** BEGIN **

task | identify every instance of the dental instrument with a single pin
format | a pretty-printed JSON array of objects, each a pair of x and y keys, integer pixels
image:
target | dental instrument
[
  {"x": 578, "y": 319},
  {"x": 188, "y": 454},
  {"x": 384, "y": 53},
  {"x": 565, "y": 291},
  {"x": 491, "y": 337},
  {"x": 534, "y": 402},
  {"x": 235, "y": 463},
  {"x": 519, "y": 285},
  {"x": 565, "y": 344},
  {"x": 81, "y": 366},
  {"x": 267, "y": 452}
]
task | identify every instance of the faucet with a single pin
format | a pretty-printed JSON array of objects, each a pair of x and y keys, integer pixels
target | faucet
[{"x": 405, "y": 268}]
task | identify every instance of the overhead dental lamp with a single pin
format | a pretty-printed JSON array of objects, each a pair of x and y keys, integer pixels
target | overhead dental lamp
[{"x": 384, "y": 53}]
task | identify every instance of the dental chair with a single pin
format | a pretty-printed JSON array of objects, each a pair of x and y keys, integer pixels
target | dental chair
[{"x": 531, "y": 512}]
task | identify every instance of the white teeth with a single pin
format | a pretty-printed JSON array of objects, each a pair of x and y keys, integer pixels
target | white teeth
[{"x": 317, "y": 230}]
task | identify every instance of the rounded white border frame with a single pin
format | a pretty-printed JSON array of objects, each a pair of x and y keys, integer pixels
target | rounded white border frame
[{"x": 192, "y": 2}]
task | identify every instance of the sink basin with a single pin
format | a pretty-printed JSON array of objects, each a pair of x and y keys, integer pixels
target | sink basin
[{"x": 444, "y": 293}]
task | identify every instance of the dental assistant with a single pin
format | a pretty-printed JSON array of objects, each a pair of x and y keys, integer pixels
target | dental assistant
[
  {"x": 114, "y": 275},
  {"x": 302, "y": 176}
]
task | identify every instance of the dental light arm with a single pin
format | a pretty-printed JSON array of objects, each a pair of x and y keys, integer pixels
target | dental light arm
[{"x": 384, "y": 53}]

** END **

EXERCISE TASK → Print exactly the lines above, starting at the line that contains "task | identify every instance of the faucet" and ending with the last line of the records, both included.

CORRECT RESPONSE →
task | identify every instance of the faucet with a single pin
format | a pretty-printed JSON array of objects, each a pair of x and y keys, integer pixels
target | faucet
[{"x": 405, "y": 268}]
task | identify every instance of the overhead dental lamp with a single pin
format | a pretty-printed JSON array of objects, each a pair of x and y keys, integer pixels
target | overhead dental lamp
[{"x": 384, "y": 53}]
task | identify every instance of the dental chair with a single pin
format | a pretty-printed JSON array of objects, each a pair of x and y keys, integer pixels
target | dental chair
[{"x": 531, "y": 512}]
task | identify every instance of the white teeth with a single pin
format | a pretty-printed JSON array of objects, each a pair of x and y keys, integer pixels
target | white teeth
[{"x": 317, "y": 230}]
task | identify every instance of the rounded white border frame with a single pin
format | a pretty-printed JSON array of objects, each a pair of x and y keys, integer pixels
target | rounded white border frame
[{"x": 192, "y": 2}]
task | identify every instance of the sink basin with a single pin
format | a pretty-printed JSON array of objects, each a pair of x and y keys, integer pixels
target | sink basin
[{"x": 444, "y": 293}]
task | identify every instance of the dental assistant with a single pin
format | a pretty-printed JSON array of objects, each a pair of x and y keys, integer pixels
target | dental assistant
[
  {"x": 114, "y": 275},
  {"x": 302, "y": 176}
]
task | identify every instance of the dental light arm with a single pin
format | a pretty-printed JSON array of objects, each a pair of x and y keys, integer pixels
target | dental light arm
[{"x": 384, "y": 53}]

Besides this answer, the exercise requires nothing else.